### Dataset
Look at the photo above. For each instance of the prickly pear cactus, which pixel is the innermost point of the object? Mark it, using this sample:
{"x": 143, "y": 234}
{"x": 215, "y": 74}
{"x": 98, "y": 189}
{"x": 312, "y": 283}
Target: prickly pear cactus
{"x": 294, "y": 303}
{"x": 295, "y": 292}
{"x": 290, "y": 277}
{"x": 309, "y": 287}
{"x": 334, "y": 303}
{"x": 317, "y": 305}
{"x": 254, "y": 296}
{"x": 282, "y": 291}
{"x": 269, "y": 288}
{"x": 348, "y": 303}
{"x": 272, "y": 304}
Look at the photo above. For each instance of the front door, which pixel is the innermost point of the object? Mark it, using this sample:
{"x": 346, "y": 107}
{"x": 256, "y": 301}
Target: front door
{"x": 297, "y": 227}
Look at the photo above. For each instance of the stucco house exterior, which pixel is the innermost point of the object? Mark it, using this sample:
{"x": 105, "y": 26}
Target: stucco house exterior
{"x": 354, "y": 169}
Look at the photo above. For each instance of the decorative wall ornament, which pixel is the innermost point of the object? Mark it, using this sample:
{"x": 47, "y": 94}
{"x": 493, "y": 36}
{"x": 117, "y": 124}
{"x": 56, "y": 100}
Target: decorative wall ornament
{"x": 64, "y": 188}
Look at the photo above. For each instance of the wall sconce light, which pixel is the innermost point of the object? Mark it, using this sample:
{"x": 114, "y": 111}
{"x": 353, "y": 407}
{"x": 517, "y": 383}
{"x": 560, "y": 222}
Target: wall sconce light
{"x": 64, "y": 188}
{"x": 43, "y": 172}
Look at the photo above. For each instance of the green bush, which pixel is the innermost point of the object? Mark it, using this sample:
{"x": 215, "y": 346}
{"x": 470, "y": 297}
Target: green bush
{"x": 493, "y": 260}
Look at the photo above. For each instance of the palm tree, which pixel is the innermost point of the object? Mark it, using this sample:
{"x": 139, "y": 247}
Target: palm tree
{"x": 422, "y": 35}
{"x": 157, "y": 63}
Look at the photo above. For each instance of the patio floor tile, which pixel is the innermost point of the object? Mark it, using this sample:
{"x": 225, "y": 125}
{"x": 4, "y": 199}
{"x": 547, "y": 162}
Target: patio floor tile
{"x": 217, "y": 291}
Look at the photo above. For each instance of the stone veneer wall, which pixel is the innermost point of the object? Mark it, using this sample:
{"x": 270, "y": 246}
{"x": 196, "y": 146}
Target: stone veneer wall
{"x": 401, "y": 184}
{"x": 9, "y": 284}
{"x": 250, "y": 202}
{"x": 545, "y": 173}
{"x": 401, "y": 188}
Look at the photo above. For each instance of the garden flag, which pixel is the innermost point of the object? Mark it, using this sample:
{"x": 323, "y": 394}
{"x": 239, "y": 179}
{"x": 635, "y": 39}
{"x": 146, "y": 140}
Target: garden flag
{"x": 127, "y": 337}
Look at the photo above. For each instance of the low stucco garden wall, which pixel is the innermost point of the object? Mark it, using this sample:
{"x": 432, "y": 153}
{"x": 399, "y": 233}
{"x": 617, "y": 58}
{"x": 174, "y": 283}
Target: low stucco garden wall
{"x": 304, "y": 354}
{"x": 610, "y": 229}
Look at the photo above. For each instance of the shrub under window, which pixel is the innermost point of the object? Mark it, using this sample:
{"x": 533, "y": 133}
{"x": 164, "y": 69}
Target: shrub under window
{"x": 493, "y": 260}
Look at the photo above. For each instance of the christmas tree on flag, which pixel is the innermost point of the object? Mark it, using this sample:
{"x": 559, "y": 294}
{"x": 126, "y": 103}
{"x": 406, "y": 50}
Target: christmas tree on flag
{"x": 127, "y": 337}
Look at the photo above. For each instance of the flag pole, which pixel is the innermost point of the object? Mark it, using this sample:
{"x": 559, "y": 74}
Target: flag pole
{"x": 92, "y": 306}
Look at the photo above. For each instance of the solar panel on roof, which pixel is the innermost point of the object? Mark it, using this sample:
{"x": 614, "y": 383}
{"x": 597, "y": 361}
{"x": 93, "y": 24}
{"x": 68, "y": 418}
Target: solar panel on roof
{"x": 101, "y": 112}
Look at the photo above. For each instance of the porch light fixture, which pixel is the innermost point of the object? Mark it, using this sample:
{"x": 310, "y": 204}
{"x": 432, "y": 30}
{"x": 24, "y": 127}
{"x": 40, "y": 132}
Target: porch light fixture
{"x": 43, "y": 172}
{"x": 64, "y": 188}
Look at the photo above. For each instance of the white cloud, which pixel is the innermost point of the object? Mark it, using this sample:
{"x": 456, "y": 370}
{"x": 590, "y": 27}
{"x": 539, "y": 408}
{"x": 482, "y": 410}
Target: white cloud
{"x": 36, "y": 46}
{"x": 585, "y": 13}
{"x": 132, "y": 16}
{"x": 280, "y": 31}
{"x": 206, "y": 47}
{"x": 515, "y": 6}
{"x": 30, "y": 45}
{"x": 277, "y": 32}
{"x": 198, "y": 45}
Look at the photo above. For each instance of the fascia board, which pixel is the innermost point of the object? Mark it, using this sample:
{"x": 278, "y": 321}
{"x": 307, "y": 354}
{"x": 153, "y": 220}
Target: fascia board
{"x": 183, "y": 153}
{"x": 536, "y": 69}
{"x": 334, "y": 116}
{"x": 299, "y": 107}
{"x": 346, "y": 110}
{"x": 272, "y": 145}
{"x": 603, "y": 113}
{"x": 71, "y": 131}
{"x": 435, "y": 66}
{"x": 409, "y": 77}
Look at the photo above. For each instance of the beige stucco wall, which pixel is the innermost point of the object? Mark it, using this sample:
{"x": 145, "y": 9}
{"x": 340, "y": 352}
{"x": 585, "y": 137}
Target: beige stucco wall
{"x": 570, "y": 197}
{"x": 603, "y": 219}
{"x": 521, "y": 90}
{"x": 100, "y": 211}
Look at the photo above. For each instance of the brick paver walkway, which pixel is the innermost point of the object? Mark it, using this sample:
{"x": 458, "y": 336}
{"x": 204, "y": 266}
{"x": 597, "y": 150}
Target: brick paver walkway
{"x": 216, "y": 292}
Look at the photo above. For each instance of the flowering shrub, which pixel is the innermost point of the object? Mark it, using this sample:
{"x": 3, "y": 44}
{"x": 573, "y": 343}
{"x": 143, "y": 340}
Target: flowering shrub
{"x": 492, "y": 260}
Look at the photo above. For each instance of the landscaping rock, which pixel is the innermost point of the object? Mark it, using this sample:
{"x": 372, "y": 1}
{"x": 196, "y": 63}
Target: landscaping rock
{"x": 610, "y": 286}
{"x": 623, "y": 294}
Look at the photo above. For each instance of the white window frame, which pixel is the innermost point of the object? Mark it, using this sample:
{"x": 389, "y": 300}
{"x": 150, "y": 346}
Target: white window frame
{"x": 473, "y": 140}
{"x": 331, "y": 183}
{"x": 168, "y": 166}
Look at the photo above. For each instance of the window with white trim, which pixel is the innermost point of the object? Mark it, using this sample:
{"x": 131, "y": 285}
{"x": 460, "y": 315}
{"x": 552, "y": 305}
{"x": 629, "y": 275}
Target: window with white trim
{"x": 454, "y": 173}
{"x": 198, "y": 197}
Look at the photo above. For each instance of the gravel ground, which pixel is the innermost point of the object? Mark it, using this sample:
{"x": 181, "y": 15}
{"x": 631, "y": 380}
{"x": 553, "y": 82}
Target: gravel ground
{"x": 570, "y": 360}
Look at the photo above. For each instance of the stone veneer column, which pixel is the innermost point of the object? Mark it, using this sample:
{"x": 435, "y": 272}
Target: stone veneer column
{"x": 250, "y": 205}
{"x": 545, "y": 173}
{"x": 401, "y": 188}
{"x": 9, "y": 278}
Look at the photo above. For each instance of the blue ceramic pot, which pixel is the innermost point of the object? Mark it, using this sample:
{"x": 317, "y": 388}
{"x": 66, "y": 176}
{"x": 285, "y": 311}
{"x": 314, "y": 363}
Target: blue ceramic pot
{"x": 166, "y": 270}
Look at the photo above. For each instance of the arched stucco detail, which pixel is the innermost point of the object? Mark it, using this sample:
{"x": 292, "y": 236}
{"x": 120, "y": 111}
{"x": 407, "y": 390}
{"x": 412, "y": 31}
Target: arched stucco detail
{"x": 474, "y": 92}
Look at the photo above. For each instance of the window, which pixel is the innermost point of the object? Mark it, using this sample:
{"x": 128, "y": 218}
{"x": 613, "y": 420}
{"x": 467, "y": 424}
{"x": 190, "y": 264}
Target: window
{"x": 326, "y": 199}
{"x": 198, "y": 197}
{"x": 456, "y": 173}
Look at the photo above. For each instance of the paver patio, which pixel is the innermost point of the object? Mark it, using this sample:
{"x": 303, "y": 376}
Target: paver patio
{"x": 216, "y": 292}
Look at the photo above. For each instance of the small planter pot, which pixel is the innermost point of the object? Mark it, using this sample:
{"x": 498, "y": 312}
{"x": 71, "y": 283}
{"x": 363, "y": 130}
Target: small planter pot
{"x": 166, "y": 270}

### What you need to do
Reproduce verbatim the lines from the one containing "Look at the photo above. For each instance of the small" through the end of the lines above.

### Exercise solution
Look at the photo above. For each instance of the small planter pot, which pixel is the innermost point of the object? Mark it, using this sample:
{"x": 498, "y": 312}
{"x": 71, "y": 283}
{"x": 363, "y": 130}
Target: small planter pot
{"x": 166, "y": 270}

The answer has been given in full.